**WHAT TO DO**:
Arrange the records from the line containing "segment white wall, all instances" through the end of the records as a Markdown table, skipping any blank lines. Use two columns, No. for the row number and Text for the line.

Labeling and segmentation records
☆ ☆ ☆ ☆ ☆

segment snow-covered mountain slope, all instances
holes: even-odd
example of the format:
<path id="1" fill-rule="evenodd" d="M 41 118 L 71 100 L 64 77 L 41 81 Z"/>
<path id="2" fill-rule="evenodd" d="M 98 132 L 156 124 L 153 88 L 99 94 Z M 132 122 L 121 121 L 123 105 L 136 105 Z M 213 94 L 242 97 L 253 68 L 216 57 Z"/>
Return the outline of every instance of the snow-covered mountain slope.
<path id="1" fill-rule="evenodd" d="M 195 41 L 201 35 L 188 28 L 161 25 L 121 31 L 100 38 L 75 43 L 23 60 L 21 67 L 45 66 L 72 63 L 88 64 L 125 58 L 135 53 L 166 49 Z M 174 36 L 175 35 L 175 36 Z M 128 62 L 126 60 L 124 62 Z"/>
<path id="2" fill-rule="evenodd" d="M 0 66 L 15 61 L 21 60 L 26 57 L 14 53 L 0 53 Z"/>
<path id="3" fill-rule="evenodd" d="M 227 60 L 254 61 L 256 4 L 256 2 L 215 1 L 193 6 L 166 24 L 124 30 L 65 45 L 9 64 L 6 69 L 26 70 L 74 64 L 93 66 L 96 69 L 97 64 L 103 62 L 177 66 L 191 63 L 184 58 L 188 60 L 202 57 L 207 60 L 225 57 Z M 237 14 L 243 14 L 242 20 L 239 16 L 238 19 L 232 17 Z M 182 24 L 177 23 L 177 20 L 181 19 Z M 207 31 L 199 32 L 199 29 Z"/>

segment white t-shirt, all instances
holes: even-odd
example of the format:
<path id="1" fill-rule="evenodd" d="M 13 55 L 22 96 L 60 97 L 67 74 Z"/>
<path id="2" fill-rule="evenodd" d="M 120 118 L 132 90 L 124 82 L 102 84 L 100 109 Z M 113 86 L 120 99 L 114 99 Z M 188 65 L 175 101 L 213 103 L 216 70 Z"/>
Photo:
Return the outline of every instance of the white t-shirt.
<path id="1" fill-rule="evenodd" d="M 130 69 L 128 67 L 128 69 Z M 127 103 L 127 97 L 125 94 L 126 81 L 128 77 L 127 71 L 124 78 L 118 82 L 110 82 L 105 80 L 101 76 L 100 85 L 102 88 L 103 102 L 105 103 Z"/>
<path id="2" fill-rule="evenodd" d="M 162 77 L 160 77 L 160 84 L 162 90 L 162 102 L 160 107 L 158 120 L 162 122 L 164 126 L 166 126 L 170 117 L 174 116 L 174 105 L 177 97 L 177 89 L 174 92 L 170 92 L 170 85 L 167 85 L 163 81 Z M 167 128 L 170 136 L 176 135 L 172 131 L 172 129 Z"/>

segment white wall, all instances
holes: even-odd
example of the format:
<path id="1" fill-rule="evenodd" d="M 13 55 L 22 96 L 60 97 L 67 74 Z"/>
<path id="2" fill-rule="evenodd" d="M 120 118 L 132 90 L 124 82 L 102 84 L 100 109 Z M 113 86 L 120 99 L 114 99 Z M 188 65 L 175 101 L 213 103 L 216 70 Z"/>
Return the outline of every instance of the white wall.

☆ ☆ ☆ ☆ ☆

**SOLUTION TO THIS EXERCISE**:
| No. | Text |
|---|---|
| 1 | segment white wall, all instances |
| 2 | holes: even-odd |
| 3 | example of the format: |
| 4 | <path id="1" fill-rule="evenodd" d="M 13 55 L 22 96 L 60 97 L 67 74 Z"/> |
| 5 | <path id="2" fill-rule="evenodd" d="M 120 118 L 132 90 L 124 82 L 102 84 L 100 109 Z M 113 86 L 120 99 L 114 99 Z M 188 65 L 175 101 L 213 103 L 216 70 Z"/> |
| 6 | Return the outline of every instance of the white wall. |